--- Start Reading passage ---

# Poor Man's Block off plate - II



## EJL923 (Oct 8, 2011)

This is an extension of another thread, but i wanted to show how you can make a simple block off plate which is quick, effective, and doesn't require drilling into masonry.  Its not the prettiest, but it is out of the way anyway and will last.  Ive been burning two seasons with the block off plate the installers put in.  I finally went in myself and found how ineffective it really was, so after i did this im looking forward to an improvement in heat retention.

I should add how it is done.  Stuff with Roxul above the damper plate.  Cut a 1/8 thick piece of steel and drill a hole for a long threaded rod.  Two separate pieces of sheet metal, cut to the size of the damper area and made to fit around the liner.  Slide the steel into place, and tighten the sheet metal up to the damper with wing nuts.  Probably about a 30-45 minute job.

--- End Reading passage ---
--- Start Material provided ---

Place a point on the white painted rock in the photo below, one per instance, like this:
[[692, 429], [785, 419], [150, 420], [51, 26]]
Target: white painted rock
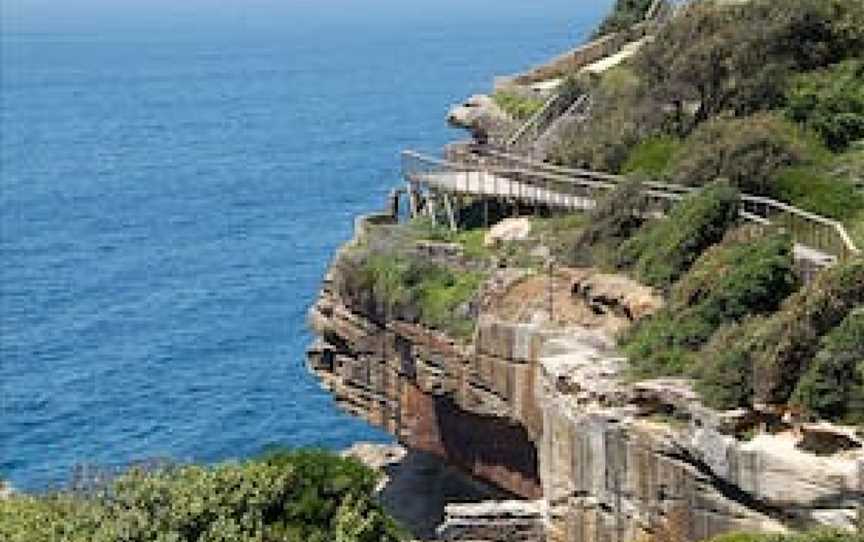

--- End Material provided ---

Could you pick up the forum post about the poor man's block-off plate above and carry it on past its last sentence?

◆ **Expected answer**:
----------



## begreen (Oct 8, 2011)

Nice job and good pictures. I changed the title to include block off plate so that folks will find it in the future. Thanks for posting!


----------



## cowtown (Oct 8, 2011)

EJL923 said:
			
		

> This is an extension of another thread, but i wanted to show how you can make a simple block off plate which is quick, effective, and doesn't require drilling into masonry.  Its not the prettiest, but it is out of the way anyway and will last.  Ive been burning two seasons with the block off plate the installers put in.  I finally went in myself and found how ineffective it really was, so after i did this im looking forward to an improvement in heat retention.
> 
> I should add how it is done.  Stuff with Roxul above the damper plate.  Cut a 1/8 thick piece of steel and drill a hole for a long threaded rod.  Two separate pieces of sheet metal, cut to the size of the damper area and made to fit around the liner.  Slide the steel into place, and tighten the sheet metal up to the damper with wing nuts.  Probably about a 30-45 minute job.



I started the initial "Poor Man's Block off Plate" - nice job, question where did you get the metal for this project?  Can you give me details on the metal components as I would like to get some myself.


----------



## Danno77 (Oct 8, 2011)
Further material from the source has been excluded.